### Tekst do czytania ###
Na antenie TVN24 odbyła się "Debata TVN24: Granica". Tematem dyskusji była sytuacja na granicy polsko-białoruskiej. Gośćmi programu byli zarówno eksperci, którzy spojrzeli na problem z geopolitycznej perspektywy, jak i przedstawiciele władz i organizacji pozarządowych. Debatę prowadził Marcin Zaborski.
Gośćmi pierwszej części programu byli: były wiceminister spraw zagranicznych prof. Artur Nowak-Far, wiceminister spraw zagranicznych Maricin Przydacz, Marta Jaroszewicz z Ośrodka Badań nad Migracjami, dyrektor Ośrodka Studiów Wschodnich Adam Eberhardt, gen. Bogusław Pacek dyrektor Instytutu Bezpieczeństwa i Rozwoju Międzynarodowego oraz Anna Maria Dyner analityczka PISM specjalizująca się w Białorusi.
W drugiej części debaty rozmawiali: Paulina Bownik, lekarka pomagająca uchodźcom uwięzionym na granicy, przewodnicząca rady miejskiej w Michałowie Maria Bożena Ancipiuk, gen. Leszek Elas, były Komendant Główny Straży Granicznej, zastępczyni RPO Hanna Machińska oraz politolog Krzysztof Mazur z Uniwersytetu Jagiellońskiego.
Relacja odświeża się automatycznie
- 21:41
Zakończyła się "Debata TVN24: Granica". Dziękujemy za uwagę.
- 21:38
Krzysztof Mazur: Bardzo wielu ludzi nie tylko chciałoby pomóc, ale realnie pomaga. Natomiast jest to konflikt, że gest o charakterze humanitarnym wpisuje się w kontekst polityczny, a stanowisko dotyczące bezpieczeństwa wpisuje się w kontekst humanitarny.
- 21:36
Hanna Machińska: Skala trudności, wobec której stanęły służby mundurowe, jest niewyobrażalna. Ich służba jest w tej chwili dramatyczna. Oni powinni mieć ogromne wsparcie psychologiczne.
- 21:35
Elas: Strażnicy nie mieli do czynienia z takimi sytuacjami, w takim nagromadzeniu, natomiast generalnie się tym zajmują, to jest ich biznes.
- 21:33
Generał Leszek Elas: Strażniczy graniczni przechodzą cykl szkoleń, które mają ich przygotować do tego, co będą robili. Tak długo, jak reguły są jasne i takie, jak ich uczono, to oni wiedzą co robić. To nie jest tak, że to tyko praca, romantyzm służby. To jest praca, w której często spotykają się z ludźmi i bywa tak, że to, co robią, jest dla drugiej strony przykre.
- 21:31
Bownik: Na granicy często bywają kobiety w ciąży. Są to dzieci, są to całe rodziny. Czasami są to staruszki o lasce. Młodzi mężczyźni mają największą szansę wydostać się poza strefę i dostać się do Niemiec, ale na pewno uchodźcy to nie są wyłącznie młodzi mężczyźni.
###
Polecenie ->
Proszę ocenić, czy stwierdzenia (a) Debatę prowadził Marcin Zaborski, (b) Anna Maria Dyner była gościnią drugiej części programu, (c) Paulina Bownik twierdzi, że uchodźcami na granicy są wyłącznie młodzi mężczyźni, są zgodne z relacją z debaty. Przy każdym należy odpowiedzieć „tak” lub „nie” i przytoczyć rozstrzygające słowa relacji z debaty. Zamieszczone dalej wiersze pochodzą z innego źródła niż relacja z debaty.
### Wyciąg z danych ###
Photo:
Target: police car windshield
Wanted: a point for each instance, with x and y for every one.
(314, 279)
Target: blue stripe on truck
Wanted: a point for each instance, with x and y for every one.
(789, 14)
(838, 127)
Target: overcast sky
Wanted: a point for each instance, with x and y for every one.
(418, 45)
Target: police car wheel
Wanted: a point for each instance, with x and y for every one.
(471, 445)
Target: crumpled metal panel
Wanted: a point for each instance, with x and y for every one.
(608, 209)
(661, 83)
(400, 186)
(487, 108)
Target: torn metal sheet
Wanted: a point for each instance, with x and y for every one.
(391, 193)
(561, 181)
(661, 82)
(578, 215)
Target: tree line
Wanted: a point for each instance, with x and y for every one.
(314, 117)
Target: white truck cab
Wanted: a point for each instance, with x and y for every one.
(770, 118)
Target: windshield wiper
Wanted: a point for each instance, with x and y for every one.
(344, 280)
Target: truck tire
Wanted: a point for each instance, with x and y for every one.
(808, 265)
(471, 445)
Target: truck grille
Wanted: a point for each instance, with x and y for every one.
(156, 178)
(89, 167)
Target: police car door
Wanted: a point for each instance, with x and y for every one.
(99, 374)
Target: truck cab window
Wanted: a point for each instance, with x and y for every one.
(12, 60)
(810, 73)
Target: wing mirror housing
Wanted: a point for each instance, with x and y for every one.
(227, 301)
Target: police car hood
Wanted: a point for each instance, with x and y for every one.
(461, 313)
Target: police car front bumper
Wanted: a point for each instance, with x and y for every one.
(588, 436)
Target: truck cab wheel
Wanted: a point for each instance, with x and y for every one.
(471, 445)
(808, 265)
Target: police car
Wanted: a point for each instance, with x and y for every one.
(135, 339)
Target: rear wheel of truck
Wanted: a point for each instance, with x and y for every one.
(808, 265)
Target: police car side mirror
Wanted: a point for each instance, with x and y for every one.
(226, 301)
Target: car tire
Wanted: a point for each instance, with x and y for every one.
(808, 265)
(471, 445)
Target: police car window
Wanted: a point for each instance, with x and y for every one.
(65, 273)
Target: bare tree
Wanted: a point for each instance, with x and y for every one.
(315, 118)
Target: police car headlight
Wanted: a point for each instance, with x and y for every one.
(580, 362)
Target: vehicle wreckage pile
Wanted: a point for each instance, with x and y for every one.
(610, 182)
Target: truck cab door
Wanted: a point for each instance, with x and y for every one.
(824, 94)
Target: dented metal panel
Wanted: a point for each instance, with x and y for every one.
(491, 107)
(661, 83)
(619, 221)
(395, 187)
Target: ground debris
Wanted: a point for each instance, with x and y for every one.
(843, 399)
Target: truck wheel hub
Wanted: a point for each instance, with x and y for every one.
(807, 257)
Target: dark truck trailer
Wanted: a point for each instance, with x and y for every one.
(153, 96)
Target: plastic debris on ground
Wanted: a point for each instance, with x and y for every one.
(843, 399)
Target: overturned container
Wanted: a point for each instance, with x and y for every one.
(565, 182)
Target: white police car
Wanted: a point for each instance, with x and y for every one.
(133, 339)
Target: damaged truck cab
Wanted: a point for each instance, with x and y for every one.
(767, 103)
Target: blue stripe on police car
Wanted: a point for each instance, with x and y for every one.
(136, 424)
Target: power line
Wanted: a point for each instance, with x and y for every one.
###
Rozwiązanie polecenia ->
(a) Tak: „Debatę prowadził Marcin Zaborski.”
(b) Nie: „Gośćmi pierwszej części programu byli” oraz „Anna Maria Dyner analityczka PISM specjalizująca się w Białorusi”.
(c) Nie: „na pewno uchodźcy to nie są wyłącznie młodzi mężczyźni”.